*REQUIRED WORK*. Write out precisely the lines beginning with the line that contains "the man in this photo, one per instance." and ending with the last line of the entries, and no other lines.

*Stored data entries*.
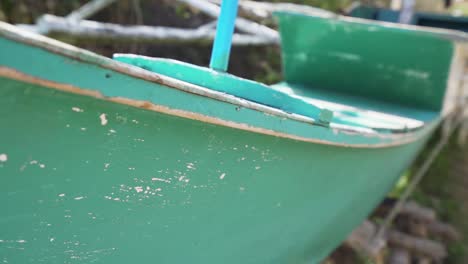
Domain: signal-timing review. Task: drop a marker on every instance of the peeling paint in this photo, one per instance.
(77, 109)
(103, 119)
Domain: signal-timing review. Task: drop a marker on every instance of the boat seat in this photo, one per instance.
(361, 112)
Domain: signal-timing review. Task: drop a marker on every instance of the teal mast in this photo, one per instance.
(223, 39)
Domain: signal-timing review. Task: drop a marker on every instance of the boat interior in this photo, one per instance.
(368, 75)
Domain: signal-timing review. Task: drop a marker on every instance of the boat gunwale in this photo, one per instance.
(20, 35)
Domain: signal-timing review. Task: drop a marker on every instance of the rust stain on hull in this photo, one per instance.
(16, 75)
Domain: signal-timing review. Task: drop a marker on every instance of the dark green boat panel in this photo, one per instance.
(390, 64)
(148, 187)
(419, 18)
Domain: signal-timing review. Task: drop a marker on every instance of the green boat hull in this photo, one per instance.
(150, 187)
(101, 162)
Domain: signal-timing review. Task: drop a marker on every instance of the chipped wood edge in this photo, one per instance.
(16, 75)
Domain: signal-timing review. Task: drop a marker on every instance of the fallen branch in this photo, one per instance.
(399, 256)
(443, 230)
(89, 9)
(425, 247)
(265, 10)
(85, 29)
(362, 239)
(416, 211)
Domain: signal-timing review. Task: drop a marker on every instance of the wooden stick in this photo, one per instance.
(425, 247)
(85, 29)
(399, 255)
(89, 9)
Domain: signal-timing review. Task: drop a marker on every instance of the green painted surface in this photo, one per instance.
(225, 82)
(390, 64)
(88, 76)
(147, 187)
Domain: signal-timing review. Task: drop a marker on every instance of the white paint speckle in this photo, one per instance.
(162, 180)
(103, 118)
(77, 109)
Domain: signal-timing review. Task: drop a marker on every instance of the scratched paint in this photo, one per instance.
(189, 182)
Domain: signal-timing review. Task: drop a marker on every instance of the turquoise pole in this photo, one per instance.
(223, 39)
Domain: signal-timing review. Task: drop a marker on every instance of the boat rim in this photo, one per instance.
(15, 33)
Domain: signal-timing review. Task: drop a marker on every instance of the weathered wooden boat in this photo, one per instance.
(419, 18)
(107, 162)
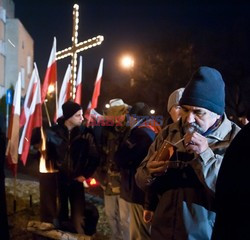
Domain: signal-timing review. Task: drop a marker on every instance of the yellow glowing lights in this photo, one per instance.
(77, 47)
(127, 62)
(51, 88)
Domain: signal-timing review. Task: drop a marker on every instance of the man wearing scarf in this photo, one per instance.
(185, 180)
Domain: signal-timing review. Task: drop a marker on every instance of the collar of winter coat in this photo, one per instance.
(220, 133)
(63, 131)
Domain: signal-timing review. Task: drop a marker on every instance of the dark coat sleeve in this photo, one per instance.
(134, 149)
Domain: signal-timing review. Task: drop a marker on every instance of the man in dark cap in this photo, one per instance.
(70, 147)
(185, 180)
(130, 154)
(232, 195)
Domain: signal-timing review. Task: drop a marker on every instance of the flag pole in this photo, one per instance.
(56, 94)
(47, 112)
(14, 201)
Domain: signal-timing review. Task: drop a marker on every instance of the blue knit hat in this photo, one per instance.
(206, 89)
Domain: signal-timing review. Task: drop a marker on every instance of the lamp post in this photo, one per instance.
(127, 62)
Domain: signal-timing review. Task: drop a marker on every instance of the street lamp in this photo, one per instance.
(127, 62)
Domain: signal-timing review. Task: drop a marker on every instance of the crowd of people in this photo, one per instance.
(184, 178)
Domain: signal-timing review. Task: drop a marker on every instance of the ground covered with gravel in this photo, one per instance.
(26, 208)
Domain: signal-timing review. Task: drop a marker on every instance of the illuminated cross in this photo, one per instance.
(76, 48)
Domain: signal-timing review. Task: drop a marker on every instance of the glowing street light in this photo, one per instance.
(127, 62)
(152, 111)
(51, 89)
(107, 105)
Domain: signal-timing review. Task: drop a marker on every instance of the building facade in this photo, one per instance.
(16, 49)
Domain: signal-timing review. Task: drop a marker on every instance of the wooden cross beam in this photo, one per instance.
(76, 48)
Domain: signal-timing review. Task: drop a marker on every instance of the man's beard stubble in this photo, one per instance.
(192, 127)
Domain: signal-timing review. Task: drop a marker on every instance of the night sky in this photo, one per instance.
(126, 25)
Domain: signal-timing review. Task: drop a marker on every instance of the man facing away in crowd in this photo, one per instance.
(128, 157)
(108, 173)
(185, 183)
(71, 149)
(174, 110)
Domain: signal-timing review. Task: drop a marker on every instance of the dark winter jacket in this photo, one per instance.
(186, 208)
(108, 173)
(128, 158)
(73, 152)
(232, 194)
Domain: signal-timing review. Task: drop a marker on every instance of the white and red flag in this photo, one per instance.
(13, 130)
(51, 72)
(33, 117)
(64, 92)
(79, 83)
(97, 88)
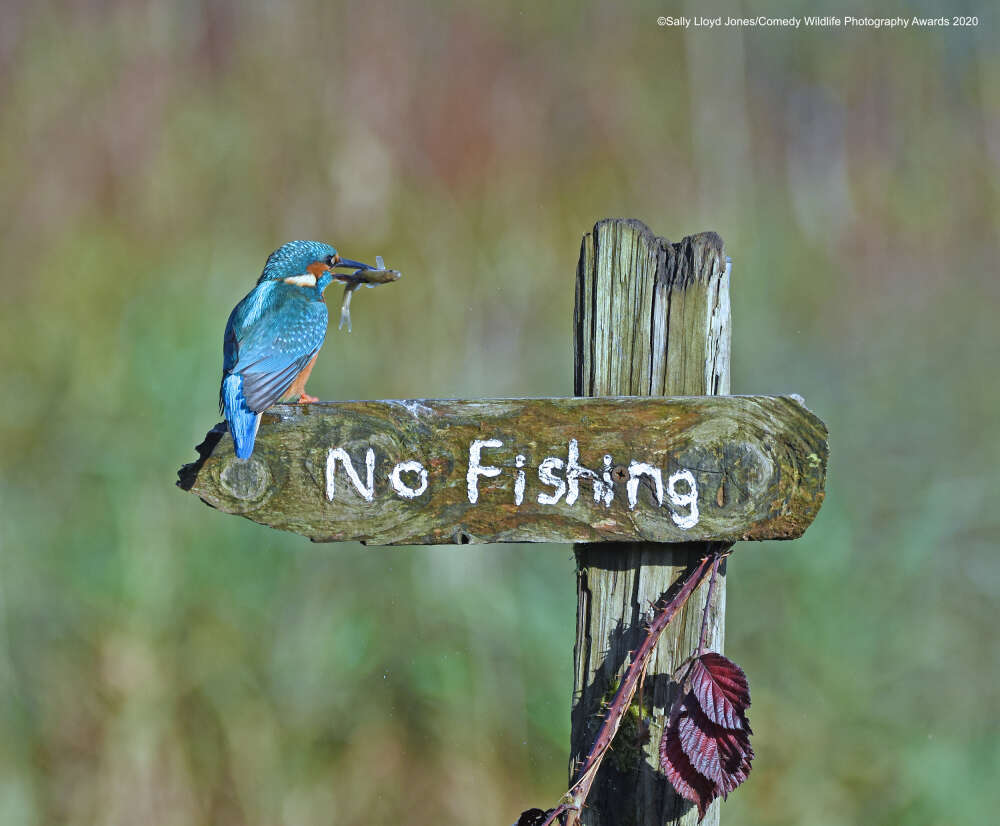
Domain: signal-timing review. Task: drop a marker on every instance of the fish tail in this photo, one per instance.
(243, 422)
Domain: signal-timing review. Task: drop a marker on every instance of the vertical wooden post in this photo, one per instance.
(652, 318)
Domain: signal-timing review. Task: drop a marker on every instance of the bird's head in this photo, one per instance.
(306, 264)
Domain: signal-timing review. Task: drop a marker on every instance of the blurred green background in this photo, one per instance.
(163, 663)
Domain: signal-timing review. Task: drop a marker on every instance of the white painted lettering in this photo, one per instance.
(575, 471)
(367, 491)
(476, 469)
(683, 500)
(404, 490)
(519, 481)
(546, 477)
(637, 469)
(604, 490)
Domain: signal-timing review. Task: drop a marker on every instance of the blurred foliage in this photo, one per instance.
(163, 663)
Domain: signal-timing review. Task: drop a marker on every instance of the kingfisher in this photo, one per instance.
(274, 334)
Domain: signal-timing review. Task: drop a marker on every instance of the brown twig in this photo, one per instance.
(575, 798)
(708, 604)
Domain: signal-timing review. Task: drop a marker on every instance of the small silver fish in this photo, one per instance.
(369, 277)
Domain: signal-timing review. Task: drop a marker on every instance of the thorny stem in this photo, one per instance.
(708, 604)
(576, 796)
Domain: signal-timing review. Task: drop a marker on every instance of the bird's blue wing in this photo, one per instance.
(271, 337)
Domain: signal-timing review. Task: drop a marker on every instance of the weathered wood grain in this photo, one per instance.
(652, 318)
(758, 463)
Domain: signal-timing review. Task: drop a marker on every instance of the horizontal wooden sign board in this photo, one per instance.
(418, 472)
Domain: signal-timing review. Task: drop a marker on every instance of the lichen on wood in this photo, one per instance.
(748, 456)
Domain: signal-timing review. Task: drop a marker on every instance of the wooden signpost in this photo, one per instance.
(656, 469)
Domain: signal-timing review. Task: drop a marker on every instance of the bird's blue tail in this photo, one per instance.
(243, 422)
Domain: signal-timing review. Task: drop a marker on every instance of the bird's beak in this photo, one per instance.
(348, 263)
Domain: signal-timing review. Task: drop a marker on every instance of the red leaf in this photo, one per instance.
(722, 690)
(688, 783)
(716, 752)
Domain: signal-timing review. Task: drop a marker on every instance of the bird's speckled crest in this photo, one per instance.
(292, 259)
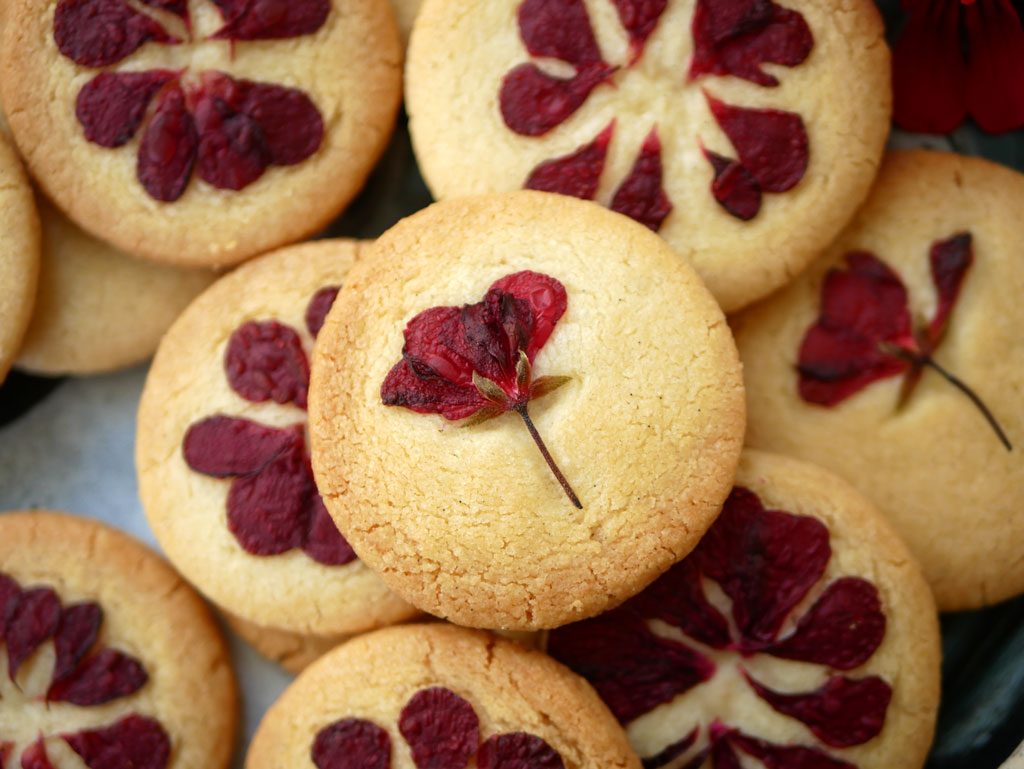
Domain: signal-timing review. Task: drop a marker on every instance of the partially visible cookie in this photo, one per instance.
(800, 633)
(222, 459)
(19, 248)
(744, 133)
(97, 308)
(545, 313)
(108, 653)
(841, 368)
(438, 695)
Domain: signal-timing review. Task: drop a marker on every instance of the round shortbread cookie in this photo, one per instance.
(97, 308)
(932, 262)
(799, 633)
(19, 248)
(108, 653)
(467, 520)
(438, 695)
(201, 133)
(222, 463)
(745, 134)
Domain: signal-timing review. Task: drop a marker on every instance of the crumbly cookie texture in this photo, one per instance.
(933, 466)
(19, 249)
(510, 688)
(148, 612)
(349, 68)
(461, 54)
(97, 308)
(468, 522)
(187, 510)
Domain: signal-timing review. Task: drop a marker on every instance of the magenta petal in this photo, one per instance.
(133, 742)
(842, 630)
(843, 713)
(633, 670)
(111, 107)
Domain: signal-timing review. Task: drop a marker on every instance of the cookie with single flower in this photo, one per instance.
(201, 132)
(223, 460)
(435, 695)
(97, 308)
(523, 410)
(19, 249)
(897, 362)
(799, 633)
(744, 132)
(108, 659)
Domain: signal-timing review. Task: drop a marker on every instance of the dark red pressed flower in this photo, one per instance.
(766, 562)
(477, 360)
(229, 130)
(864, 333)
(960, 57)
(272, 505)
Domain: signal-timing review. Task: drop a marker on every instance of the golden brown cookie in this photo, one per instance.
(842, 368)
(222, 458)
(438, 695)
(18, 254)
(745, 134)
(799, 633)
(97, 308)
(597, 336)
(108, 653)
(201, 133)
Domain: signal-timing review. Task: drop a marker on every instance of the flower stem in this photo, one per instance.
(521, 411)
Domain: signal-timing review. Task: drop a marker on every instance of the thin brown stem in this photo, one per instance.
(521, 411)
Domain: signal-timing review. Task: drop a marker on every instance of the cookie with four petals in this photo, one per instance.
(523, 410)
(799, 633)
(897, 361)
(223, 460)
(435, 695)
(108, 659)
(196, 132)
(744, 132)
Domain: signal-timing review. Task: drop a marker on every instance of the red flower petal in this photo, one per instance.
(738, 37)
(225, 446)
(351, 743)
(862, 307)
(101, 678)
(167, 153)
(441, 729)
(633, 670)
(577, 174)
(99, 33)
(772, 144)
(995, 66)
(133, 742)
(842, 714)
(929, 72)
(641, 196)
(264, 360)
(765, 560)
(111, 107)
(842, 630)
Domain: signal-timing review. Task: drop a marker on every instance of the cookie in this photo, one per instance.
(222, 459)
(839, 368)
(745, 134)
(108, 653)
(800, 633)
(97, 308)
(438, 695)
(18, 254)
(605, 344)
(200, 133)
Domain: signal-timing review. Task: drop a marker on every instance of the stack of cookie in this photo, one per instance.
(521, 412)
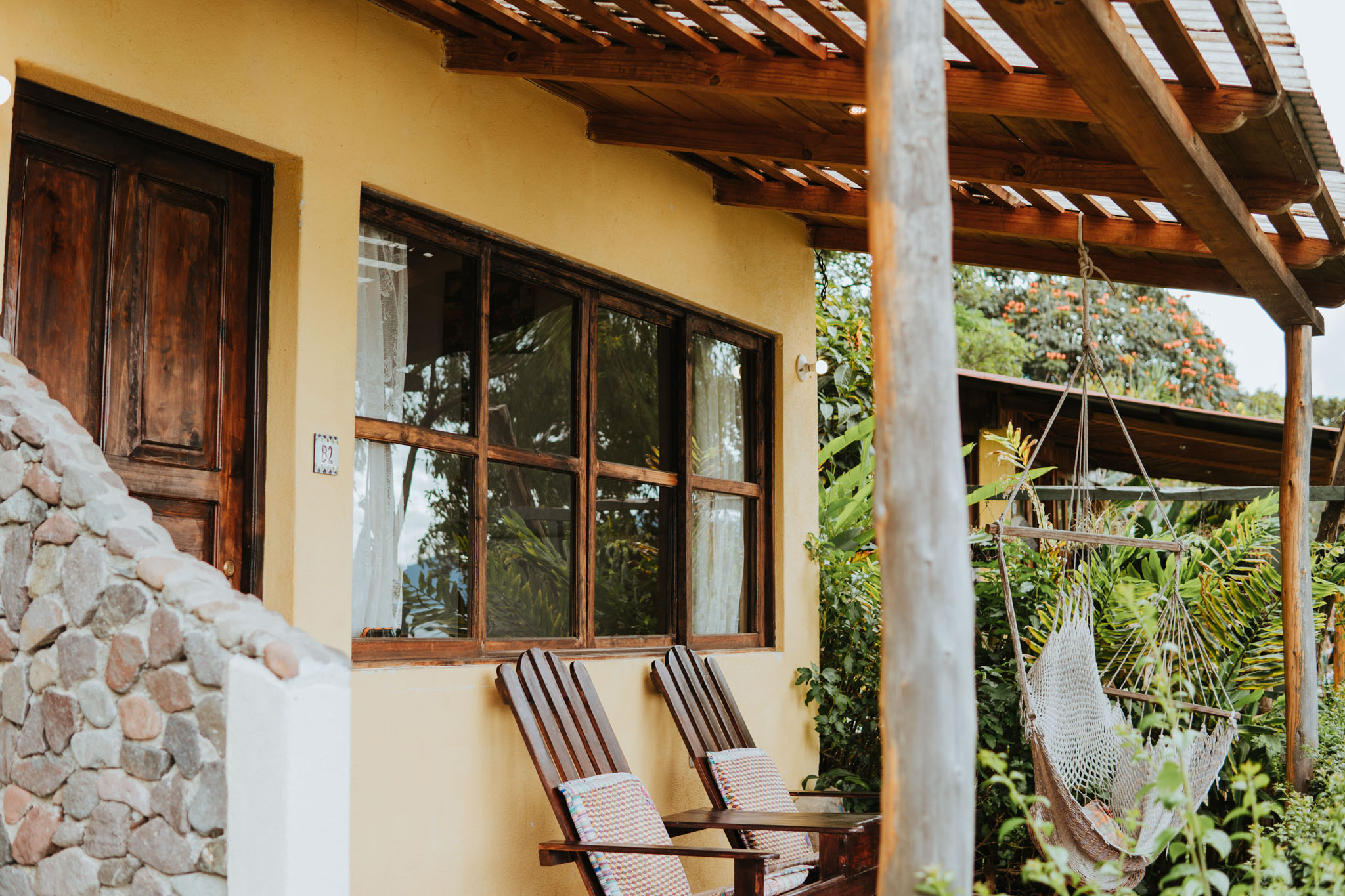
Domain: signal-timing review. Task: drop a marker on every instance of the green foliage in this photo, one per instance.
(989, 345)
(1179, 360)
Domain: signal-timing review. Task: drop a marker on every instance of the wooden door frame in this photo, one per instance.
(259, 286)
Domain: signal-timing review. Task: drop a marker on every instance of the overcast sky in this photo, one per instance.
(1254, 341)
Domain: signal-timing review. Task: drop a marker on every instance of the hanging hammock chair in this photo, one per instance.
(1090, 765)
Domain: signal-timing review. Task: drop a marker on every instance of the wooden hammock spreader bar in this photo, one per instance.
(1192, 707)
(1082, 538)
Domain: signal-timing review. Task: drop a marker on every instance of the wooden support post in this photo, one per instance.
(1296, 562)
(929, 688)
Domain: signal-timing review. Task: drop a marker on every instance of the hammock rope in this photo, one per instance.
(1099, 801)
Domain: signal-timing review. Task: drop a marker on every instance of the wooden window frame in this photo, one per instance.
(594, 291)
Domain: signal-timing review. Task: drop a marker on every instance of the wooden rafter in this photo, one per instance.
(1172, 38)
(1024, 96)
(1043, 259)
(1023, 222)
(783, 32)
(830, 27)
(1255, 60)
(1088, 43)
(1026, 169)
(971, 43)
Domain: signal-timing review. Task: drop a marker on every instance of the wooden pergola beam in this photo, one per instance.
(1025, 223)
(1042, 259)
(969, 91)
(1090, 45)
(1025, 169)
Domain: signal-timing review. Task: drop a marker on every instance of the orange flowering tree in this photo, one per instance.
(1152, 344)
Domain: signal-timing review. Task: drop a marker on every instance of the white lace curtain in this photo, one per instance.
(380, 381)
(718, 535)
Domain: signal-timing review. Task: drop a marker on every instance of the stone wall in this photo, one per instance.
(115, 653)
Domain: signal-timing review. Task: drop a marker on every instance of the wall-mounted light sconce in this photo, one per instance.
(803, 367)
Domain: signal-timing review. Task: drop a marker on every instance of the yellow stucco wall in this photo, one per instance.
(341, 93)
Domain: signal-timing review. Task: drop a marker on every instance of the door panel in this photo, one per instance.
(132, 289)
(62, 226)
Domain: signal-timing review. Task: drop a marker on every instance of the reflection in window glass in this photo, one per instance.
(529, 553)
(530, 389)
(412, 540)
(718, 427)
(718, 563)
(416, 324)
(634, 545)
(634, 385)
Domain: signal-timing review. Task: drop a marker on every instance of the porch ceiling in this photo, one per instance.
(1215, 184)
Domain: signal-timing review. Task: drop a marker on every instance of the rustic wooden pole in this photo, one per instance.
(929, 691)
(1296, 562)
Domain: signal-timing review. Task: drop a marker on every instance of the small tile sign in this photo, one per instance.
(324, 454)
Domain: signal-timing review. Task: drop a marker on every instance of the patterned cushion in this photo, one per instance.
(749, 781)
(617, 809)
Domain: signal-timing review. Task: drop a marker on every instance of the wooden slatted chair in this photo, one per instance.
(569, 739)
(708, 719)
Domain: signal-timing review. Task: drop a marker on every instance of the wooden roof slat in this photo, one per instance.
(1091, 46)
(1286, 224)
(1137, 211)
(562, 23)
(450, 15)
(779, 28)
(827, 178)
(1044, 259)
(1087, 205)
(613, 24)
(699, 12)
(1172, 38)
(666, 24)
(973, 164)
(513, 22)
(1254, 55)
(830, 27)
(1043, 200)
(971, 92)
(1021, 222)
(970, 43)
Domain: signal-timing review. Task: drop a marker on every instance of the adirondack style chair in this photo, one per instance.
(619, 843)
(717, 739)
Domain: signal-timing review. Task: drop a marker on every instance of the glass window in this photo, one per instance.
(718, 426)
(615, 496)
(634, 548)
(527, 553)
(412, 540)
(634, 386)
(414, 333)
(718, 563)
(531, 398)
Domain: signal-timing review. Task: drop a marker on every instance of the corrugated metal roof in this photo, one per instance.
(1208, 34)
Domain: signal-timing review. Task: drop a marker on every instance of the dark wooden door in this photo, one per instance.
(132, 291)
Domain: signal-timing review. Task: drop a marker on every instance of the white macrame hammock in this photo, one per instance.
(1088, 763)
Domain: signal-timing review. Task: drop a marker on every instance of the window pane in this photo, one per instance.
(412, 540)
(417, 317)
(718, 427)
(634, 379)
(529, 550)
(718, 563)
(530, 389)
(634, 548)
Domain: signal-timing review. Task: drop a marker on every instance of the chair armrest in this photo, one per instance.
(822, 822)
(748, 864)
(845, 794)
(563, 851)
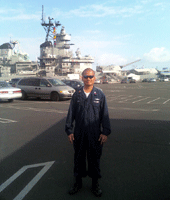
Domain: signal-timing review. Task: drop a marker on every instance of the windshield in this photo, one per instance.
(4, 84)
(56, 82)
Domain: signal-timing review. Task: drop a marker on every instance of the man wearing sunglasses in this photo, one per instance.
(88, 108)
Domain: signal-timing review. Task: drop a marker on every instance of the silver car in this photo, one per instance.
(44, 88)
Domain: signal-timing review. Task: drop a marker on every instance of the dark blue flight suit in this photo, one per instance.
(91, 119)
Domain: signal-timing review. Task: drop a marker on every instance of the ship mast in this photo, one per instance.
(48, 27)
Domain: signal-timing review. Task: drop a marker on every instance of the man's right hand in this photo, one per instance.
(71, 138)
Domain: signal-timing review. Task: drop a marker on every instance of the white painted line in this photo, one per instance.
(37, 109)
(31, 184)
(4, 121)
(166, 101)
(130, 99)
(153, 100)
(140, 100)
(135, 109)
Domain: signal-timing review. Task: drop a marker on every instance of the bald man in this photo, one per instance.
(88, 108)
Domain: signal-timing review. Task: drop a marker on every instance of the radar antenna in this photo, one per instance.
(49, 27)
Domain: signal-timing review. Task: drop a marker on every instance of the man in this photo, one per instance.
(88, 108)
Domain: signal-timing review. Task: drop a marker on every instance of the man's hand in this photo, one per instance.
(102, 138)
(71, 138)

*SOLUTION TO THE PROBLEM*.
Domain: signal-timing review. Task: drop a marker on every instance of the man in this photo, one per instance.
(88, 108)
Domain: signal-timing review. Task: drop a marker on every instance of the man's hand in this photo, one per instance.
(102, 138)
(71, 138)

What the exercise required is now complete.